SET PROBLEM:
Answer from the forum thread on towing below, one line each:
(a) What two results of worn trailer brakes does the first post name?
(b) What braked trailer weight does BigRed say the Isuzu Trooper 3.1TD can tow?
(c) What does BeckyD think towing ability comes down to?

QUOTED PASSAGE:
• • •

Just like to add it is CRITICAL  that the brakes are in good condition and corectly adjusted,  on a trailer they soon get worn and lose efficency, resulting in  longer stopping distance  and a greater chance of jackknifing ... get em checked now folks...


----------



## jac47 (28 November 2008)

No landrovers can pull up to 4 ton


----------



## BigRed (28 November 2008)

The Isuzu Trooper 3.1TD can tow 3.5 ton braked trailer.  All you need to do is check the manufacturers recommended towing weights.


----------



## BeckyD (28 November 2008)

[ QUOTE ]

A SWB defender comes in at a whopping tow weight of 3.5t, despite its size, purely because its damn heavy! 

[/ QUOTE ]

I'd actually argue against that.  The SWB defender (indeed the LWB Defender as well) aren't heavy at all.  The towing ability comes down to engine ability I think, rather than weight.  Defenders (newish ones at least) certainly weigh a heck of a lot less than my Sorento yet can legally tow slightly more!  Odd, the world is odd.


----------



## brighteyes (28 November 2008)

• • •

DATA SUPPLIED:
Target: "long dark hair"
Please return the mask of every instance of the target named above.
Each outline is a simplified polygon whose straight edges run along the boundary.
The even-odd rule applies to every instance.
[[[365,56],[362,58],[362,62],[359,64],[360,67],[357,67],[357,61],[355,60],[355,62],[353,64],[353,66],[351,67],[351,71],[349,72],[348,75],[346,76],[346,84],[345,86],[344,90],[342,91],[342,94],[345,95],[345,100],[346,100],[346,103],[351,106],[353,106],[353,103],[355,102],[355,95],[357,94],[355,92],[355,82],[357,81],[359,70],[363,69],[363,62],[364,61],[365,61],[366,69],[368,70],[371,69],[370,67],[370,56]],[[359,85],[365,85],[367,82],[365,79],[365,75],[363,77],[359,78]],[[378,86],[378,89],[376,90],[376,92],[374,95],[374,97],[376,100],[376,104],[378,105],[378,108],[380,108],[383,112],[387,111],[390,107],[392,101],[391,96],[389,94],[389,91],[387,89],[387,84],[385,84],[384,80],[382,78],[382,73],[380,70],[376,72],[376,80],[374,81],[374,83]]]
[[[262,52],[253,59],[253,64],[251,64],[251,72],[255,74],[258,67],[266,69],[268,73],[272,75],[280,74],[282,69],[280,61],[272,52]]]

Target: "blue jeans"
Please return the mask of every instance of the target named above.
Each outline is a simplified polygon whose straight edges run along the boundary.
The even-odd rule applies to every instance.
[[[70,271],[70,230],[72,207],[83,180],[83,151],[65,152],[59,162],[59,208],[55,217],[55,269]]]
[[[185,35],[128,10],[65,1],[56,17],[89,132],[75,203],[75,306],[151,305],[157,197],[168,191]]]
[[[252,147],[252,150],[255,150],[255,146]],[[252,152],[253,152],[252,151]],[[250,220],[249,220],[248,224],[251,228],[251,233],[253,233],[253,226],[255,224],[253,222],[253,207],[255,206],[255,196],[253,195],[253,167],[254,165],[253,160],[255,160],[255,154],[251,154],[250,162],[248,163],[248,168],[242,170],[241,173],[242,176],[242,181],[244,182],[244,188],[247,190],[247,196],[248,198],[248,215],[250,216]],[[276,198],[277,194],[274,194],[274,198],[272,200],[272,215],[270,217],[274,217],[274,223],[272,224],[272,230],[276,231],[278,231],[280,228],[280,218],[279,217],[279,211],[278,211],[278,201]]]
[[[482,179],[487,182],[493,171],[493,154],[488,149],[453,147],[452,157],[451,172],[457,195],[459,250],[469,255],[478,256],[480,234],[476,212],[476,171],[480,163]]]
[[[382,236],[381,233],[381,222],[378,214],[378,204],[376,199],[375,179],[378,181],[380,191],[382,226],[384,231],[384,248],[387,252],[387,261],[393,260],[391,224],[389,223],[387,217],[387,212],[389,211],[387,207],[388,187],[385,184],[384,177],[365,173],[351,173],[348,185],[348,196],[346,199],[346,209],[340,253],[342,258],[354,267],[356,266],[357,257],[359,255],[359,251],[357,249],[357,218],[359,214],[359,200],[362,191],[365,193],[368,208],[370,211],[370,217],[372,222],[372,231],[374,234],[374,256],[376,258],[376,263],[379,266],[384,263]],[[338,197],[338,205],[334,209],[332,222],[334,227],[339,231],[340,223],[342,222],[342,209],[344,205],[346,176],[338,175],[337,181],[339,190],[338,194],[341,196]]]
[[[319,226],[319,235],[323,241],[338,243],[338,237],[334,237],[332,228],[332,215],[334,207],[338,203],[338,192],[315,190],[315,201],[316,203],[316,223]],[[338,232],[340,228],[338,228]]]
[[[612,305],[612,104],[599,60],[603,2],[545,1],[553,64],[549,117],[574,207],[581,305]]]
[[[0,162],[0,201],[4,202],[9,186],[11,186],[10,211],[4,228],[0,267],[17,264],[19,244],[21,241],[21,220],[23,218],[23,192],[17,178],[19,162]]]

• • •

FULL OUTPUT:
(a) Longer stopping distance and a greater chance of jackknifing.
(b) 3.5 ton.
(c) Engine ability rather than weight.